Task goal ->
Check each line below for the word "comma", and copy those that have it.

Dataset entries:

▬▬▬▬▬▬▬▬▬▬

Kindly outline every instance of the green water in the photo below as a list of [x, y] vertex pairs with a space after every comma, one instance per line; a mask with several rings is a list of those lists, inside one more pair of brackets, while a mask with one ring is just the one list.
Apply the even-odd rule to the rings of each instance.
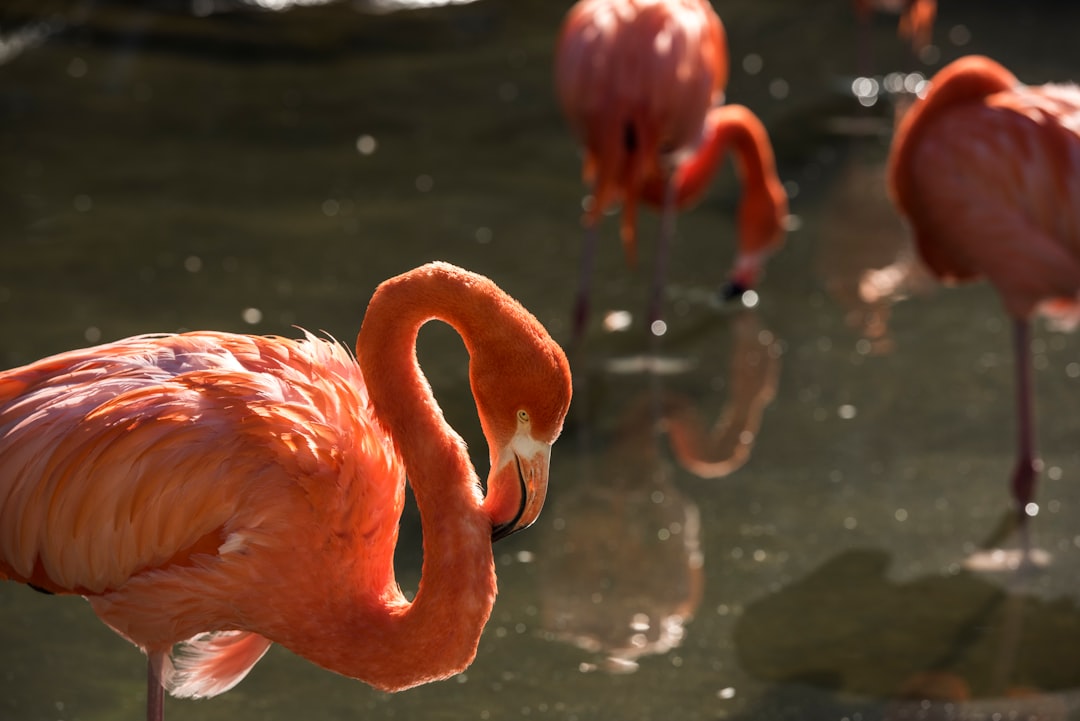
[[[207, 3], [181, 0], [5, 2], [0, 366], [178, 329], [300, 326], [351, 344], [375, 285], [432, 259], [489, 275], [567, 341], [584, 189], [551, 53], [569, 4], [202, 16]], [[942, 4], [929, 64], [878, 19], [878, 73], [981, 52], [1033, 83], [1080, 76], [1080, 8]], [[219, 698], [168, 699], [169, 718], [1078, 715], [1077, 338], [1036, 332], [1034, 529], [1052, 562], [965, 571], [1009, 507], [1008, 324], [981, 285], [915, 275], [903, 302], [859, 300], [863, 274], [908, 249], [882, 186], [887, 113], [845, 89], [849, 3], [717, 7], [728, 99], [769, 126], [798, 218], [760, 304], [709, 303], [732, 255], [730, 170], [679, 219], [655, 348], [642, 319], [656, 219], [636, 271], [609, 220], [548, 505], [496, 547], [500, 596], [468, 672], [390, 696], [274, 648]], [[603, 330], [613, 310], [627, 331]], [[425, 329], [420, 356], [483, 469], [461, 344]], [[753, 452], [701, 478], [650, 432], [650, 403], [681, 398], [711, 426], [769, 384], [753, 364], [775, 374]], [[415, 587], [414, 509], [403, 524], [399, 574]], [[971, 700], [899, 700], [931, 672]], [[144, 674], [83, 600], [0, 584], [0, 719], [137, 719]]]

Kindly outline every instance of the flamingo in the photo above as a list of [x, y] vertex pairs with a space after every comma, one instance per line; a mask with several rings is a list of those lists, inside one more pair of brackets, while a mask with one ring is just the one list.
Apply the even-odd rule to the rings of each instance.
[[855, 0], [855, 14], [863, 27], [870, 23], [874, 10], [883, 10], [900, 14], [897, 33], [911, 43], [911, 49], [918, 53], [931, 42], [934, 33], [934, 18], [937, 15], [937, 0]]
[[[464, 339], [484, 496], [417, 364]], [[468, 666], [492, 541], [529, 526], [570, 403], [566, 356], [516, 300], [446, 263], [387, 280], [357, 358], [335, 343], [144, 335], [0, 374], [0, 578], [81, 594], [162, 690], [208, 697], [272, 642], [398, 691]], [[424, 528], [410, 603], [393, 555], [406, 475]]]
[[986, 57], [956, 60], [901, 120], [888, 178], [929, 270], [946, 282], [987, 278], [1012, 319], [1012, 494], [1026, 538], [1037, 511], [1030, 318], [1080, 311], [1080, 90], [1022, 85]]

▬▬▬▬▬▬▬▬▬▬

Worked solution ->
Kindly outline every instance of the green water in the photo below as a list of [x, y] vertex pairs with a space after every comma, one instance per line; a mask with several rings is a list of those lists, inside one more pair of brackets, while a mask with one ring is just the one list.
Kindly outline every instance of the flamingo in the photo above as a list of [x, y] vertex pairs with a space after every comma, one instance per line; a mask with several rings is a list of those lists, inside one more pair of brackets, while a mask with one ring is just the one list.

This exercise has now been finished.